TEXTO DE PARTIDA —
=======

Tramitação processual e pedidos das partes
- 30.
- Por petição que deu entrada na Secretaria do Tribunal de Primeira Instância em
22 de Março de 1996, a recorrente interpôs um recurso destinado à anulação da
decisão impugnada.
- 31.
- Por requerimento entrado na Secretaria do Tribunal de Primeira Instância em 2
de Outubro de 1996, o Reino Unido da Grã-Bretanha e da Irlanda do Norte
solicitou a sua admissão como interveniente em apoio do pedido da recorrente. Por
despacho de 9 de Dezembro de 1996, o presidente da Terceira Secção deferiu este
requerimento.
- 32.
- Por decisão do Tribunal de 2 de Julho de 1997, o juiz-relator foi afectado à
Primeira Secção, à qual, em consequência, o processo foi atribuído.
- 33.
- Com base no relatório preliminar do juiz-relator, o Tribunal (Primeira Secção)

=======

ENUNCIADO —
Pode dar a continuação do texto sobre a tramitação processual, a partir do ponto em que ele termina?

DADOS FORNECIDOS —

=======

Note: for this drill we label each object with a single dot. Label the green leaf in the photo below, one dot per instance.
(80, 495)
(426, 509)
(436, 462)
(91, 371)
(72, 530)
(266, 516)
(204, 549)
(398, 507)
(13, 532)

=======

RESPOSTA AO EXERCÍCIO —
decidiu dar início à fase oral do processo. Por carta de 13 de Outubro de 1997,
convidou as partes, no quadro de uma medida de organização do processo, a
apresentar determinados documentos e a responder por escrito a algumas
perguntas. A recorrente e a Comissão acederam a este convite, por cartas que
deram entrada na Secretaria do Tribunal em, respectivamente, 29 de Outubro e
5 de Novembro de 1997.
- 34.
- Foram ouvidas as alegações das partes e as suas respostas às perguntas formuladas
pelo Tribunal na audiência de 26 de Novembro de 1997.
- 35.
- A recorrente conclui pedindo que o Tribunal se digne:
anular a decisão impugnada;
condenar a Comissão nas despesas.
- 36.
- A Comissão conclui pedindo que o Tribunal se digne:
negar provimento ao recurso;
condenar a recorrente nas despesas.
- 37.
- O Reino Unido, interveniente, conclui pedindo que o Tribunal se digne anular a
decisão impugnada.
Quanto ao mérito
- 38.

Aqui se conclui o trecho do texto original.